▶ **Problem set**:
(a) Using the talk announcement below, decide whether each statement agrees with it: (i) the talk takes place in the EE Conference Room; (ii) the talk runs from 11:30am to 1:30pm; (iii) HIV is among the examples of biological networks the abstract lists. Answer yes or no for each, quoting the words of the announcement that decide it.
(b) Write out the stretch of the talk announcement below from "Engineering Designs Behind" through "Room (MUDD 1306)", changing "Conference Room" to "Seminar Room".

▶ **Excerpted text**:

+-------+

Engineering Designs Behind Biological Networks: Combining Biochemical and Biophysical Modeling with Phenotypical Information

April 1, 2008
Time: 11:30am-12:30pm
EE Conference Room (MUDD 1306)
Speaker: Michael Samoilov

Abstract

Biological networks have a number of unique and distinguishing properties, which encompass a wide variety of structural, functional, and control features that have been evolutionarily selected to robustly support life under a broad spectrum of conditions. Yet, underlying this overt phenotypical diversity are elementary chemical reactions and physical interactions that link together the assorted molecular species and complexes with which biological systems are composed. Remarkably, it can be shown that this basic characterization leads to a number of powerful biochemical and biophysical constraints that profoundly restrict the range of possible biological network designs compatible with corresponding regulatory, dynamic and other empirically observed traits. The resulting modeling framework provides novel understanding of engineering principles behind many natural biological systems and offers new tools for identifying their organizational features from phenotypical information. Applications of this approach range from improving reverse-engineering of gene regulatory pathways, to the analysis of signal processing capabilities of ubiquitous biochemical motifs, to investigation of molecular virulence mechanisms in prominent pathogens. Examples include biological networks/circuits from E. coli, B. subtilis, S. cerevisiae, Drosophila and HIV, among others.

+-------+

[Dataset records]
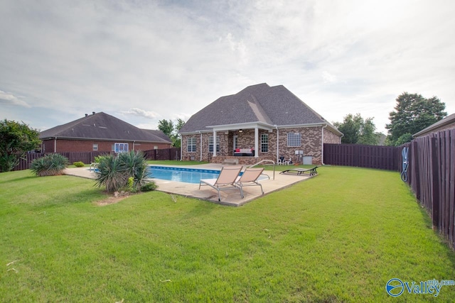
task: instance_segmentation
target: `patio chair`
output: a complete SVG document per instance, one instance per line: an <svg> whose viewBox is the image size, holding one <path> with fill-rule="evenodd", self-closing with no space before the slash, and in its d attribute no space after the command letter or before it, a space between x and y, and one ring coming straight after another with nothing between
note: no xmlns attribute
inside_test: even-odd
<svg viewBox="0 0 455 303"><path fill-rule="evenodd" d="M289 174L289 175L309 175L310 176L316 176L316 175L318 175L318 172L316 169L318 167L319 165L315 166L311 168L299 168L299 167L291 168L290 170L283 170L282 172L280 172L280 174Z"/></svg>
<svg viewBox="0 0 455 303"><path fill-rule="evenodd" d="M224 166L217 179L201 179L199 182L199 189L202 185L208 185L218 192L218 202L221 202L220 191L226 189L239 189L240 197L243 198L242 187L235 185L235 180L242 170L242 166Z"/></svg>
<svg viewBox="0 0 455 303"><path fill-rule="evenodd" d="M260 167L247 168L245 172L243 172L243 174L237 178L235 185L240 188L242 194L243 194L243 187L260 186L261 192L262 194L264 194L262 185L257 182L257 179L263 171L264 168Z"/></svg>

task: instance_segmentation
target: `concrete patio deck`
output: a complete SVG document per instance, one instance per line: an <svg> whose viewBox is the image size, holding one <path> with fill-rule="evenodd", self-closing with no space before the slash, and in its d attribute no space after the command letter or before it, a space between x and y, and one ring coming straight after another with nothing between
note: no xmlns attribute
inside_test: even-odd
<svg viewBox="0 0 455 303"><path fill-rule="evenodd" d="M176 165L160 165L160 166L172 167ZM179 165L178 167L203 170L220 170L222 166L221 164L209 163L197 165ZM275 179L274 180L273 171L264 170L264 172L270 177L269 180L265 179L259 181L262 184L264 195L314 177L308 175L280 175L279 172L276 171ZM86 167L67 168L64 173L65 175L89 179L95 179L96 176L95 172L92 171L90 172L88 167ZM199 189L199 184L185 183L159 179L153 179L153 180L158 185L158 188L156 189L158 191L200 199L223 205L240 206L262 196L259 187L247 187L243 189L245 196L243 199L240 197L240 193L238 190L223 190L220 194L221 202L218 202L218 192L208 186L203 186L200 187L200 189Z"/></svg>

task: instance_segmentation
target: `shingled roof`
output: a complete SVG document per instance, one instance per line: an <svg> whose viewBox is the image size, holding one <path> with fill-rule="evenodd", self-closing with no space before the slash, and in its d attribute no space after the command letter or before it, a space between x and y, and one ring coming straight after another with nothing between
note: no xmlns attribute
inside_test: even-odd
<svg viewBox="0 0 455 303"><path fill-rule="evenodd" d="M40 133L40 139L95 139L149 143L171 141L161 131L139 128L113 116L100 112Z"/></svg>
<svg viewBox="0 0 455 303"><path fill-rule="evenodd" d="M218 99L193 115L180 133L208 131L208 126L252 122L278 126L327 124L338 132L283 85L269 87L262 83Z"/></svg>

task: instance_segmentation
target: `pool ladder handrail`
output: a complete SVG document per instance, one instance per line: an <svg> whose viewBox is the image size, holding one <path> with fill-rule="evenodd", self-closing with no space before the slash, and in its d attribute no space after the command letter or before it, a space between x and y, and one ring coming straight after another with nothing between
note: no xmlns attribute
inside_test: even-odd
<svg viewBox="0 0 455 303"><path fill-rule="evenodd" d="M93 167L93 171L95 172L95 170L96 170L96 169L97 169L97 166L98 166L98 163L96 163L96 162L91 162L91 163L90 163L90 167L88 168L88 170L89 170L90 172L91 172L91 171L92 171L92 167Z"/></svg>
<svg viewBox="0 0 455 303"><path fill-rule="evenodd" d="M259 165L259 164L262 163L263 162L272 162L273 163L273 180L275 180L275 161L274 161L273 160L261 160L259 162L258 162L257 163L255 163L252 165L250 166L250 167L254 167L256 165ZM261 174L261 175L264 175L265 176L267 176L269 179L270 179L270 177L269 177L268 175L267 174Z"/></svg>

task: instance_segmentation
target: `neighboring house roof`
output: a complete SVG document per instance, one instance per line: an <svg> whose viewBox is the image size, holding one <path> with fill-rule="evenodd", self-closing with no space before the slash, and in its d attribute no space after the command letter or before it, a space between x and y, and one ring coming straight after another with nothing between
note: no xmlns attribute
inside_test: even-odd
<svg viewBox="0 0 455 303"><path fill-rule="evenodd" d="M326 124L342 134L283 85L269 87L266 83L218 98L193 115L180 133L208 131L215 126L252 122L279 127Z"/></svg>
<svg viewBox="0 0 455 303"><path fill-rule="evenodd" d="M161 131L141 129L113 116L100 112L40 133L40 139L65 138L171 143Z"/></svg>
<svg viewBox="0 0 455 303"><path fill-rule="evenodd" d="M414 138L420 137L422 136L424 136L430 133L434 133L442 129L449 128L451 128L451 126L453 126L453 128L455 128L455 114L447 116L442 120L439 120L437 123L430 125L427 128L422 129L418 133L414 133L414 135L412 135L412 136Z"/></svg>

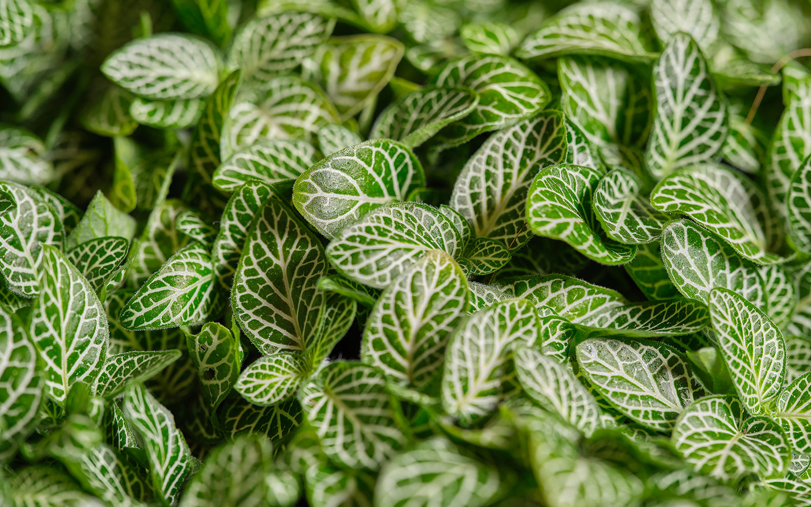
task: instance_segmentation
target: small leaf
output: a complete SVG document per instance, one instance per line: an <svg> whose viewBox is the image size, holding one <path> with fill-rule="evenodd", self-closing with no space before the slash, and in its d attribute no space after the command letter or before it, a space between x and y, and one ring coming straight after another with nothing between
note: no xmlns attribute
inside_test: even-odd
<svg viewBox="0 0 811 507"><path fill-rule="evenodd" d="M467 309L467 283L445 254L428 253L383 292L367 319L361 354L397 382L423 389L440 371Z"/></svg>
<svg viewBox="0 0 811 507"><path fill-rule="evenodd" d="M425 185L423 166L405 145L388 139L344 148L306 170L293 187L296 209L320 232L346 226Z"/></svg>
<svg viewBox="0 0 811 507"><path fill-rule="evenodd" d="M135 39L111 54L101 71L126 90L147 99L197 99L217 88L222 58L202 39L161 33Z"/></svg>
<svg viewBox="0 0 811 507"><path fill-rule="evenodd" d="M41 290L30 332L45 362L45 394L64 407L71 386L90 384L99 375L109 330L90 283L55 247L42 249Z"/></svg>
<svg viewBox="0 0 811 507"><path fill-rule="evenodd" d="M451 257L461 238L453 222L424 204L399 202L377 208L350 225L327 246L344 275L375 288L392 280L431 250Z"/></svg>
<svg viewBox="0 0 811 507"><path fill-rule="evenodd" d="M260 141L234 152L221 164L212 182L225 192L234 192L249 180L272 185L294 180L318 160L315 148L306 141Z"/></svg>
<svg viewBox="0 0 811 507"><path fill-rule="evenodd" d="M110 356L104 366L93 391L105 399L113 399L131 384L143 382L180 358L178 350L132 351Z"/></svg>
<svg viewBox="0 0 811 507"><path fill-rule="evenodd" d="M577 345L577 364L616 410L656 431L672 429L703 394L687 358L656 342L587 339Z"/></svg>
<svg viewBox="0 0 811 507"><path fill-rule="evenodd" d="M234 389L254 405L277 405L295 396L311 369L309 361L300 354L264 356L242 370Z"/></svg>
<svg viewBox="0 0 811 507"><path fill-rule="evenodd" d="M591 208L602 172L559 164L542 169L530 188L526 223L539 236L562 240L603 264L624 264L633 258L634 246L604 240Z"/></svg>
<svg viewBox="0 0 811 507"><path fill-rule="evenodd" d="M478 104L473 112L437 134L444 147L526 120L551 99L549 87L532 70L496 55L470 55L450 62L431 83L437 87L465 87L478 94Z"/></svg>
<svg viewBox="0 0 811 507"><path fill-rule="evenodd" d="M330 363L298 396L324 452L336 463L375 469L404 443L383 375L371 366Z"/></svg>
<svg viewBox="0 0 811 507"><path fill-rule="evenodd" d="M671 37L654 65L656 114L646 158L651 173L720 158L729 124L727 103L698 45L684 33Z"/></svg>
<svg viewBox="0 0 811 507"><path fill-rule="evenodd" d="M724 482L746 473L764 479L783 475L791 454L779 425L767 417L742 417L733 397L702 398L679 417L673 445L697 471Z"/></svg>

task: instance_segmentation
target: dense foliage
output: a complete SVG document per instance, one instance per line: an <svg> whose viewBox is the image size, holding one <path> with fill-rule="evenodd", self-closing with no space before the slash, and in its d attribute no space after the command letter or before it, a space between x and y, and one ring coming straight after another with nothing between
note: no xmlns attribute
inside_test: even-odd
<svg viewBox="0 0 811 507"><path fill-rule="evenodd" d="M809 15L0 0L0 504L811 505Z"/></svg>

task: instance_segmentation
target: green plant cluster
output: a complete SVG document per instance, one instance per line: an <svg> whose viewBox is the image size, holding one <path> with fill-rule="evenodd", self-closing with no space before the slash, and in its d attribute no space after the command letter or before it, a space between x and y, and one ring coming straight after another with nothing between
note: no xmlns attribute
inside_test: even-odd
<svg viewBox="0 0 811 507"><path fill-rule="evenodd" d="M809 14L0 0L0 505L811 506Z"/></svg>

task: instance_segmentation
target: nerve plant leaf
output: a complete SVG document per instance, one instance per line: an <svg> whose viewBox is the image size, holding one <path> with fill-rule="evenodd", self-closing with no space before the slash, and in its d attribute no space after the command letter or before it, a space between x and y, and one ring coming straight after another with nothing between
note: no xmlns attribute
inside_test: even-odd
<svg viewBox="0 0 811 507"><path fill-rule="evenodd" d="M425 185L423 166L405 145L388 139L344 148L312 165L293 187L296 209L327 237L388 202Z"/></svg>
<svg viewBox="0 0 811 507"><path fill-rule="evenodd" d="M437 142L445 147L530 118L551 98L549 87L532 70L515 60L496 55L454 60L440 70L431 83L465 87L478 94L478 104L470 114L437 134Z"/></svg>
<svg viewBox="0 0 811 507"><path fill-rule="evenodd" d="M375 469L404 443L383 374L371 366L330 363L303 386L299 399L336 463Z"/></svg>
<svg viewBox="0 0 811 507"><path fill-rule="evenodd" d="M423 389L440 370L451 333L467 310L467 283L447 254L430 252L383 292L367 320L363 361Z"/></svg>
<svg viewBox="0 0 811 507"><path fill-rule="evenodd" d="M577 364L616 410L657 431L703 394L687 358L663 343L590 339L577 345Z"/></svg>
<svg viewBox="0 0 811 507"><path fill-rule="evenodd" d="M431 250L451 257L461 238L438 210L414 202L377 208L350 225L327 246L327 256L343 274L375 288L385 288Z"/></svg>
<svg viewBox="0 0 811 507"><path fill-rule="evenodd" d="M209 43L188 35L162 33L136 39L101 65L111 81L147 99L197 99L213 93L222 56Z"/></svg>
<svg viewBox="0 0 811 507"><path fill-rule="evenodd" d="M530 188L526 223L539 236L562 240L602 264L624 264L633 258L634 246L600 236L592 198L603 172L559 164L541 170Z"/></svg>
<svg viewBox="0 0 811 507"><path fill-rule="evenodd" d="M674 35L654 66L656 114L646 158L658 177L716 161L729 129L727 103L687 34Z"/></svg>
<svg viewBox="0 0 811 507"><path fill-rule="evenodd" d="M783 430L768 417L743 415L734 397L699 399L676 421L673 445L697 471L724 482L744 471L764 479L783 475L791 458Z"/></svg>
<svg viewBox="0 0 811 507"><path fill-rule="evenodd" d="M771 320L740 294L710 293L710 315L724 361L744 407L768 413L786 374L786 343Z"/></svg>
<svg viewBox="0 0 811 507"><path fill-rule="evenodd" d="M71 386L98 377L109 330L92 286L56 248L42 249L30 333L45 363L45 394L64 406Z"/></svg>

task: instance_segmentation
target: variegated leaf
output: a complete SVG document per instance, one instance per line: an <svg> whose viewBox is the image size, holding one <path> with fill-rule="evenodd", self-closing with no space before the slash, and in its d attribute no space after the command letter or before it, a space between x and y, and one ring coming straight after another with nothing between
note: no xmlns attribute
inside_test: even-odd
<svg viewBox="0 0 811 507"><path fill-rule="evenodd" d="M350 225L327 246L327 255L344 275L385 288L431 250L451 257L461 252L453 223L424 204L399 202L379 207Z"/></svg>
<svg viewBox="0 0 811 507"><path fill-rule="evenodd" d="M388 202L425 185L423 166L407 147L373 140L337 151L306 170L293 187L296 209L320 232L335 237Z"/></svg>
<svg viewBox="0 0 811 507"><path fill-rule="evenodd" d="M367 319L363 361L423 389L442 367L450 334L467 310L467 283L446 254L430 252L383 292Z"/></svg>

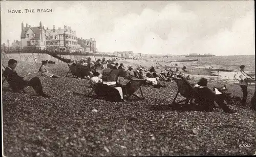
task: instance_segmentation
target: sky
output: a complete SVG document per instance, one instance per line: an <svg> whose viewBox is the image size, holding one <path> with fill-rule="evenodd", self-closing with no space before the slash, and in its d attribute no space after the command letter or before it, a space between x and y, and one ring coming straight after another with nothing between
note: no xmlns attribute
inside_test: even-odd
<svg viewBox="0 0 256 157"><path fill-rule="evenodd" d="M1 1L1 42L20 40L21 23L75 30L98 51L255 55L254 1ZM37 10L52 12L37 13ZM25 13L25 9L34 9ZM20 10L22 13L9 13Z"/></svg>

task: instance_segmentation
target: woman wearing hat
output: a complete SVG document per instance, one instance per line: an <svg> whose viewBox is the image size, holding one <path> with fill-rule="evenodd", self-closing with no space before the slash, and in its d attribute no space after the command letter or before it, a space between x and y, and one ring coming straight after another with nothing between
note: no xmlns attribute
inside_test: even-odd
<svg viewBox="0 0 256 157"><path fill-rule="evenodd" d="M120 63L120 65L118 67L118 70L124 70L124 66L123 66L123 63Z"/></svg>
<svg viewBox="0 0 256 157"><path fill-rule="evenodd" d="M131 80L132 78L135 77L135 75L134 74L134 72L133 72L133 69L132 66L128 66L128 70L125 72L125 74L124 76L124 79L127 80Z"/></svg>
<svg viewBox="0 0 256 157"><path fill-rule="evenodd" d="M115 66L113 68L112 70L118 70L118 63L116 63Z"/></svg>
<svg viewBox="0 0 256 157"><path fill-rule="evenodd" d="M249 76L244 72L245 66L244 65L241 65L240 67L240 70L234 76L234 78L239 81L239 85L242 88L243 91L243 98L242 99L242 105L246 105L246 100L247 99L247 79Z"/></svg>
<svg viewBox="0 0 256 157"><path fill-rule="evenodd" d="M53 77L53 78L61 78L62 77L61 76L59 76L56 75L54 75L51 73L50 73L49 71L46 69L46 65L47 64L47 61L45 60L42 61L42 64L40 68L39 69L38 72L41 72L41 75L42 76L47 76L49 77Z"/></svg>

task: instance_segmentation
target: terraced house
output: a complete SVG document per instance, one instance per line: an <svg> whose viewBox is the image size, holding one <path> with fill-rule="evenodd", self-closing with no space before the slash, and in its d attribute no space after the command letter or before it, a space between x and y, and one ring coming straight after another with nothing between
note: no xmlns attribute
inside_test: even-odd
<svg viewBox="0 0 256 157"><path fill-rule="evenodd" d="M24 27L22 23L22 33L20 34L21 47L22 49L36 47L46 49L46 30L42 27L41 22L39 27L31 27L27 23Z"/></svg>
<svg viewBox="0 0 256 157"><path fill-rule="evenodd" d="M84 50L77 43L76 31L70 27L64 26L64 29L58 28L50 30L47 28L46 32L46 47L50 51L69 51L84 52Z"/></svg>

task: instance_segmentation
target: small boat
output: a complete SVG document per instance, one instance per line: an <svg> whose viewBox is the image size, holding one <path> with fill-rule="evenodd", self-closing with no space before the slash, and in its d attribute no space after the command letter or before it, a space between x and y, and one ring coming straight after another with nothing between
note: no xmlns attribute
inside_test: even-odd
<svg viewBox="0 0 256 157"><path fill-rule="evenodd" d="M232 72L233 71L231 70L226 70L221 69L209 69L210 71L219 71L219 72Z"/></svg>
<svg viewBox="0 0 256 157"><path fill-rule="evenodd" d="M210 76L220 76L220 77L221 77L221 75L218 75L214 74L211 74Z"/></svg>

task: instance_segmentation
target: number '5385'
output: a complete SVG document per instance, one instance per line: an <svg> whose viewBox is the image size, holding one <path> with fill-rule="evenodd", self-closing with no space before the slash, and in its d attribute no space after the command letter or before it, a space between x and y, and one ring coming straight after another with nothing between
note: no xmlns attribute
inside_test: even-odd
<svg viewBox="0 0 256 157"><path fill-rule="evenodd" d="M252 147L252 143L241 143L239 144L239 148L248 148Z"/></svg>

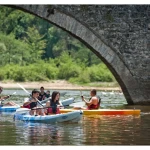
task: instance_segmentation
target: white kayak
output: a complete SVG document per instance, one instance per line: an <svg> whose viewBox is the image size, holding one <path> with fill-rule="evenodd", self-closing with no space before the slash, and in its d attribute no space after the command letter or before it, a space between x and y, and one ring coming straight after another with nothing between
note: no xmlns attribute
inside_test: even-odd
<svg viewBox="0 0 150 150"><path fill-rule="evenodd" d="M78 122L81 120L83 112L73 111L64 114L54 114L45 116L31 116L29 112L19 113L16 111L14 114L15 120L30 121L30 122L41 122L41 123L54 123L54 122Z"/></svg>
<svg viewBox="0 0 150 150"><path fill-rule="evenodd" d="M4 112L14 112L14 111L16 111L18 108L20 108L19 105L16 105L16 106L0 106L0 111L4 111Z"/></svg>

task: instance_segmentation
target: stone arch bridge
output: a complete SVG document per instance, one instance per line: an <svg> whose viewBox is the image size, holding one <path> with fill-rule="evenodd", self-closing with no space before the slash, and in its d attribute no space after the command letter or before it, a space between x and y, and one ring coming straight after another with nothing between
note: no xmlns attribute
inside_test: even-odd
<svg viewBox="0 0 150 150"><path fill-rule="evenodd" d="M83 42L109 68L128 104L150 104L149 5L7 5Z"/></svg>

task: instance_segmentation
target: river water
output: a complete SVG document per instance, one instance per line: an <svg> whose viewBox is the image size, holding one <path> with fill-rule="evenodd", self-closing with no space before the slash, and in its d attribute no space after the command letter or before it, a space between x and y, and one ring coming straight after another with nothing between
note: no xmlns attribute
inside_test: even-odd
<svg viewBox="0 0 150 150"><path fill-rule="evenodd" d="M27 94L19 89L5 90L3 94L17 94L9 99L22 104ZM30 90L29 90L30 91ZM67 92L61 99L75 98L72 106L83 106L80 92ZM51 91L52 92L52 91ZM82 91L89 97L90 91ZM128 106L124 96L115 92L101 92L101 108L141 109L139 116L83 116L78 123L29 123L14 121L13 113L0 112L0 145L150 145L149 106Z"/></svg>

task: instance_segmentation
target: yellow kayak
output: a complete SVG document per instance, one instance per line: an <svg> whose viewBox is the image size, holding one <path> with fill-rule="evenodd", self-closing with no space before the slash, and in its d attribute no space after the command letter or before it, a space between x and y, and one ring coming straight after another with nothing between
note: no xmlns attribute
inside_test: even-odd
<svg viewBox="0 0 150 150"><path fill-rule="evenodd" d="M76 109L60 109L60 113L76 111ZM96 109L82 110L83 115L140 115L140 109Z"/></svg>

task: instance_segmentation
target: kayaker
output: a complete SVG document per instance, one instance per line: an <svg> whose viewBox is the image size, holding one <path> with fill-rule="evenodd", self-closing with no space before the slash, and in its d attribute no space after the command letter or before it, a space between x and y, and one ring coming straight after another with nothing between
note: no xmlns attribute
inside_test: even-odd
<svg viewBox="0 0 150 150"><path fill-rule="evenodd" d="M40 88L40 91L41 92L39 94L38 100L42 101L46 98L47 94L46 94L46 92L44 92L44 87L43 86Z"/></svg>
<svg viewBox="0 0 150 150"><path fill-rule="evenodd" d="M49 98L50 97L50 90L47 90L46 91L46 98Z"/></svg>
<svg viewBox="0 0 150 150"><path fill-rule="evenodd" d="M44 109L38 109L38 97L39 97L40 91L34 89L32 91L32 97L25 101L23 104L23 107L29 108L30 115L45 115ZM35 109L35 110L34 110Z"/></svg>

+-------+

▶ **Solutions to each task**:
(a)
(i) Yes: "EE Conference Room (MUDD 1306)"
(ii) No: "Time: 11:30am-12:30pm"
(iii) Yes: "Drosophila and HIV, among others"

(b)
Engineering Designs Behind Biological Networks: Combining Biochemical and Biophysical Modeling with Phenotypical Information

April 1, 2008
Time: 11:30am-12:30pm
EE Seminar Room (MUDD 1306)